Provided passage =>
- - -

A wonderful look at one of the most important institutions of Russian Culture, The Moscow Art Theatre of Anton Chekhov and Konstantin Stanislavsky by Alexander Chramoff. Chramoff was in charge of Ukrainian theater in the early days of the revolution. Later he directed in Moscow’s Red Cock Theater conducted by Lunacharsky and edited ‘Theatre,’ the national theatrical magazine of Soviet Russia. In 1919 he enlisted in the Red Army, commanding a division in Kiev and putting on performances for soldiers. Captured in 1921 during the Polish War, he escaped to Vienna and then to the United States where he was active in the Communist Party and film industry.

‘The Moscow Art Theatre’ by Alexander Chramoff from The Liberator. Vol. 6 No. 2. February, 1923.

“The Art Theatre is the best page of that book which will some day be written to describe the contemporary Russian theatre.” Chekhov.

ON May 22, 1897 two men met in one of the private dining rooms of the restaurant “Slavonic Bazaar” in Moscow. They were C.S. Stanislavsky and B.I. Nemirovich-Danchenko. The waiters serving them, judging by the character of their discussion, could have concluded that the subject matter of their conversation was the theatre.

Of the two diners, one was advocating a new stage management while the other desired new stage productions. They spoke of everything. They discussed literary tastes, art as an ideal, the methods of stage management and scenic construction. They did not omit the problem of administrative arrangements and financial requirements. They talked while it was day. Night came and they continued to talk. Having talked for eighteen hours at a stretch they parted.

This meeting was destined to play an important part in the history of the theatre of the world. As a result of it was born the Moscow Theatre, at the present time one of the most extraordinary theatres in the world.

The Men at the Helm

WHO are Stanislavsky and Nemirovich-Danchenko? Constantine Sergeevich Stanislavsky was born in Moscow. His parents were merchants. Their real surname was Alexiev. From his childhood he was devoted to the theatrical art, often appearing as a chorus boy in the small private theatre built on his father’s country estate. In Moscow, his parents’ house, near the Red Gate, was the gathering centre of many theatrical amateurs, who under the direction and management of the best contemporary stage directors presented operas and dramas. Among these was the father of Mr. P. Komissargevsky, the stage manager of the Theatre Guild in New York.

His father’s business affairs brought Stanislavsky to Paris. The French theatre made an enormous impression upon young Stanislavsky.

“Perhaps,” Stanislavsky himself has suggested, “this tremendous admiration for the French theatre was partly due to the French blood in my veins.” Stanislavsky’s grandmother was the well known French actress Varley, who had played on the Petrograd stage.

M. Gorky among the performers of the play “ Philistines ” at the Art Theater, 1902

His admiration for French scenic art induced Stanislavsky to join the Conservatory of Paris. But it did not last long. He was soon disillusioned. He saw that the French scenic school thought only about carefully worked out “registering.” His free artistic soul revolted at the idea of stereotyped engineering in the expression of moods and passions. He felt a call for original and individual expressions of feeling, totally at variance with the recognized forms of scenic art.

- - -

Provided material =>

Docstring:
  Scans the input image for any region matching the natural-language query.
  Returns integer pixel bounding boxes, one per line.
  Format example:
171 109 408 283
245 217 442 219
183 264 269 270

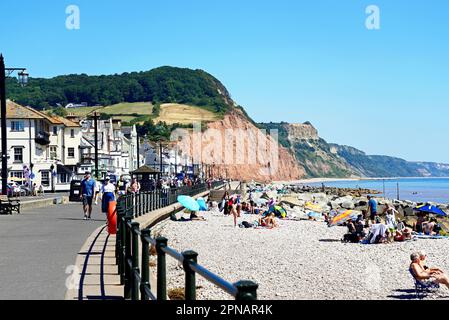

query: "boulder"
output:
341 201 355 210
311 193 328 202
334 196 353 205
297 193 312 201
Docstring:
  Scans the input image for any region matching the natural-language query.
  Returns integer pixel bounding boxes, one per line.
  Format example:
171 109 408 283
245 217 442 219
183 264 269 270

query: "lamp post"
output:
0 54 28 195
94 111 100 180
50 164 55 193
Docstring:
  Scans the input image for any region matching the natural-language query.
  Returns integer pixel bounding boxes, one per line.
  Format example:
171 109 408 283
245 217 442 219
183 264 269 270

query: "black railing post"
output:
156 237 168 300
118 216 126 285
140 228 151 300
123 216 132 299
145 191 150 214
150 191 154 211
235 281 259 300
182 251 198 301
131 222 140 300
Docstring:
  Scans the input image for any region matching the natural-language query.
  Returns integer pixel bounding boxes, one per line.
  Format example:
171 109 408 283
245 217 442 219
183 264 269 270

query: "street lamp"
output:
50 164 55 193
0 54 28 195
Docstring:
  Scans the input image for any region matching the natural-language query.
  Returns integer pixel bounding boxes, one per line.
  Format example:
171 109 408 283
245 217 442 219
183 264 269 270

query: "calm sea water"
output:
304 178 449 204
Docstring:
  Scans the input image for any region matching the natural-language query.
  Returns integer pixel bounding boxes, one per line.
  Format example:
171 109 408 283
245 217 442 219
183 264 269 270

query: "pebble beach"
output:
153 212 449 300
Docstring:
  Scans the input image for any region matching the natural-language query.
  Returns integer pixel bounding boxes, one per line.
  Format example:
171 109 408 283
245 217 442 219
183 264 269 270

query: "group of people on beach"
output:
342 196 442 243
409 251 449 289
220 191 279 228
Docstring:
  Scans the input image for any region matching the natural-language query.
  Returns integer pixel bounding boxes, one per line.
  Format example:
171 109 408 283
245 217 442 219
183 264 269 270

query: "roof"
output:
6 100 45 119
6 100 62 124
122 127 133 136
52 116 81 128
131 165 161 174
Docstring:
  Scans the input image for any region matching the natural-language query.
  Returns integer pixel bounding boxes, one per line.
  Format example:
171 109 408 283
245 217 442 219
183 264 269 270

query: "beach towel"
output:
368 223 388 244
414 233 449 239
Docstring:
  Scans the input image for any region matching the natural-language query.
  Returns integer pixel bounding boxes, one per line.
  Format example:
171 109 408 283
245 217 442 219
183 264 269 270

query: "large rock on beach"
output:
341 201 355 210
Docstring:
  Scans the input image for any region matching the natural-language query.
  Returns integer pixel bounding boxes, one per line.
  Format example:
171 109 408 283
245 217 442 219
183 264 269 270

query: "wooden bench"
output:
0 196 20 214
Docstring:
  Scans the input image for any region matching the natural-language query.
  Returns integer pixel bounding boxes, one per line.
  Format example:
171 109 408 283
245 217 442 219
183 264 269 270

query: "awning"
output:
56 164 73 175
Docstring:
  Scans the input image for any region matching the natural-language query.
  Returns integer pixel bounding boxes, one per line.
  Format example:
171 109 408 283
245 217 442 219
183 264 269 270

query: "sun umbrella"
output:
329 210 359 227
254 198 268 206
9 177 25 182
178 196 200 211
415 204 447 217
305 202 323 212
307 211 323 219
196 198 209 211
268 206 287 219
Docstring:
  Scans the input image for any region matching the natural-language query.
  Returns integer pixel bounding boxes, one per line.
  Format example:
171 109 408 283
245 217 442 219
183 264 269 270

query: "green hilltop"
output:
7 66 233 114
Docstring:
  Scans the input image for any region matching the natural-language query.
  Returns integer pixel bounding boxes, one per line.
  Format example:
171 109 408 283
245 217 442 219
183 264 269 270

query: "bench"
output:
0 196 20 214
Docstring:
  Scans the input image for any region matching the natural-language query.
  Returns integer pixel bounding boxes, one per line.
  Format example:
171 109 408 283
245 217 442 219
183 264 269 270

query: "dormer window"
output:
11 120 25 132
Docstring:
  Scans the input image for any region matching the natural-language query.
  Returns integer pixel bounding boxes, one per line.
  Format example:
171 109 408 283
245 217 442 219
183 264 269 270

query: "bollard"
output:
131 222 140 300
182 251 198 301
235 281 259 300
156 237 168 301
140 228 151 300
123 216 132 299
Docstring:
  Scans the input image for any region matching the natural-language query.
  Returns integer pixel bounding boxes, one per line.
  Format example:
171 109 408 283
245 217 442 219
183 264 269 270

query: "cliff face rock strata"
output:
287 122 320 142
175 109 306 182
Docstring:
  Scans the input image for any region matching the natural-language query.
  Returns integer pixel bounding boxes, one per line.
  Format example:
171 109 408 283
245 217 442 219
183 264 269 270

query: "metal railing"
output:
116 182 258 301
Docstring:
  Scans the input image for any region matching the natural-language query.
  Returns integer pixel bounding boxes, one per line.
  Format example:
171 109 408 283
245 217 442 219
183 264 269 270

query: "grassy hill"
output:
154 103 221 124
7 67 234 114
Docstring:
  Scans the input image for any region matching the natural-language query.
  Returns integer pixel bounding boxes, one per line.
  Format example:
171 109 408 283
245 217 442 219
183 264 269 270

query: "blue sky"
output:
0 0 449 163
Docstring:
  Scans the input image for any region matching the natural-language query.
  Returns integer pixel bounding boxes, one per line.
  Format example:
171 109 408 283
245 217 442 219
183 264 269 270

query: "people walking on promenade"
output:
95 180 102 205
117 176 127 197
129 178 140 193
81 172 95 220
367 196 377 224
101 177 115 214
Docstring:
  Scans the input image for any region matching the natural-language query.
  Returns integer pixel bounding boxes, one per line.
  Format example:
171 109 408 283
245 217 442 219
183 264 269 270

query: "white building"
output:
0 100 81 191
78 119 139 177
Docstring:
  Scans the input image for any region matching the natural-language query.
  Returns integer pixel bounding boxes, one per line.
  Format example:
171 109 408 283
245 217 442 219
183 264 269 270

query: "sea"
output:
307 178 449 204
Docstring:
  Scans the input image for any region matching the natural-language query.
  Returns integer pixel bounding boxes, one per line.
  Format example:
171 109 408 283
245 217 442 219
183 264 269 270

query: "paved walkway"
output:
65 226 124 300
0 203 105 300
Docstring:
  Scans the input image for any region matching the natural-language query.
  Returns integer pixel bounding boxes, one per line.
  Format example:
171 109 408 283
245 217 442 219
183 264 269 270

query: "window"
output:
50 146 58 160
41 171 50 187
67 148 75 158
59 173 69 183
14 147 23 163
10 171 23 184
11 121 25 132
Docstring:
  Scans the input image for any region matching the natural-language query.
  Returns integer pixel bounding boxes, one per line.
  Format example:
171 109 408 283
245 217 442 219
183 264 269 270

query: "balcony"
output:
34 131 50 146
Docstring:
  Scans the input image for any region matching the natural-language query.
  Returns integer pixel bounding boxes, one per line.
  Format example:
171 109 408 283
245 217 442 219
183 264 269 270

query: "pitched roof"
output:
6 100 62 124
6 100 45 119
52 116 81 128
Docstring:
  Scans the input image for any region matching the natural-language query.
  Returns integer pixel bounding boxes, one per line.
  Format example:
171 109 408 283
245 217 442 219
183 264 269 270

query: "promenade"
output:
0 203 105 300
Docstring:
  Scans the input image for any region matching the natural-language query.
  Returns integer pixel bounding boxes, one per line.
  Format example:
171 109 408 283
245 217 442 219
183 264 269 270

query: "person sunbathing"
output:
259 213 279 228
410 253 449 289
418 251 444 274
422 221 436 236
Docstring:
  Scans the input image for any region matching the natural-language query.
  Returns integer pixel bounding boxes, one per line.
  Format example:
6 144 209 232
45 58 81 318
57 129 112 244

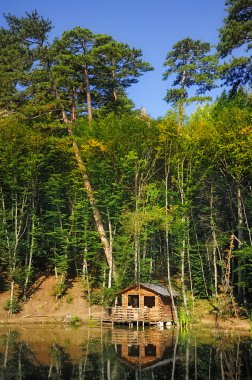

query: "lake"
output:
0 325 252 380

- - -

To be done =>
• a. Reproduce everything in the Moscow Art Theatre article from "This meeting was" down to "in New York.".
• b. Go on with the Moscow Art Theatre article, picking up after its final sentence.

Answers to the exercises =>
• a.
This meeting was destined to play an important part in the history of the theatre of the world. As a result of it was born the Moscow Theatre, at the present time one of the most extraordinary theatres in the world.

The Men at the Helm

WHO are Stanislavsky and Nemirovich-Danchenko? Constantine Sergeevich Stanislavsky was born in Moscow. His parents were merchants. Their real surname was Alexiev. From his childhood he was devoted to the theatrical art, often appearing as a chorus boy in the small private theatre built on his father’s country estate. In Moscow, his parents’ house, near the Red Gate, was the gathering centre of many theatrical amateurs, who under the direction and management of the best contemporary stage directors presented operas and dramas. Among these was the father of Mr. P. Komissargevsky, the stage manager of the Theatre Guild in New York.

• b.
After its first favorable impression, the French school produced in Stanislavsky a revulsion of feeling, which blossomed into a veritable revolt against the established forms of stage acting. This revolt played an important part in the subsequent history of the Moscow Art Theatre. As important an event in Stanislavsky’s life was the arrival in Moscow of Meiningen and his artists. Stanislavsky fell completely under the influence of Meiningen; and his first plays at the Moscow Art Theatre were directly modeled on the style of Meiningen.

Stanislavsky was particularly impressed by the following event: Mr. Kronengi, chief stage manager of the Meiningen theatre while it was in Moscow, engaged as his prompter a Russian who spoke German fluently. It was the final rehearsal of Schiller’s Robbers. The prompter, reading the German text, got stuck in one place and held up for a few seconds the part of an actor. After the rehearsal, Kronengi called the prompter and asked him for the reason of his blunder. The prompter offered various excuses. Kronengi turning to the nearest stage-hand, asked him: “When is the turn of such an actor?” The workman unhesitatingly answered: “After such and such words.” “You see”, said the German stage manager triumphantly to his confused Russian assistant.

Devotion to duty, responsibility for his part, teamwork, symphonic harmony of acting, iron discipline in the theatre–these were the foundations which helped Stanislavsky to systematize his ideas and give to the Moscow Art Theatre a theoretical basis. However, if Meiningenism suffered from concentrated realism and excessive reproduction, Stanislavsky succeeded in stripping his stage management of unnecessary exaggeration and mummerism.

It is interesting to note that the first play produced by the Moscow Art Theatre in New York, Tsar Feodor Ivanovich, with Moskvin in the title role, was also the first piece played by this theatre, when it opened its doors in Moscow in June, 1898. In theatrical circles, it is considered the triumph of Meiningenism transplanted to Russian soil.

While Stanislavsky is considered the creator of the scenic part of the Art Theatre, to Nemirovich-Danchenko is due the honor of making the Moscow Art Theatre the mirror of the social and political questions of the day.

At the time of the meeting in the “Slavonic Bazaar” Nemirovich-Danchenko was already recognized in Russia as a dramatic author of note. His dramas met with success both in the principal and the provincial cities of Russia. His articles in the theatrical papers and periodicals astonished readers by their depth of thought and originality of taste. He was also a professor at the Philharmonic Society which ultimately supplied the Moscow Art Theatre with many of the latter’s personnel.

The Russian theatre of the time was clogged with French melodramas. Nemirovich-Danchenko was dreaming of the theatre that would reflect undercurrents; that would finely sense the social and economic problems of the day. He wanted to create the theatre of Ibsen and Chekhov.

Moscow Art Theater students, 1915.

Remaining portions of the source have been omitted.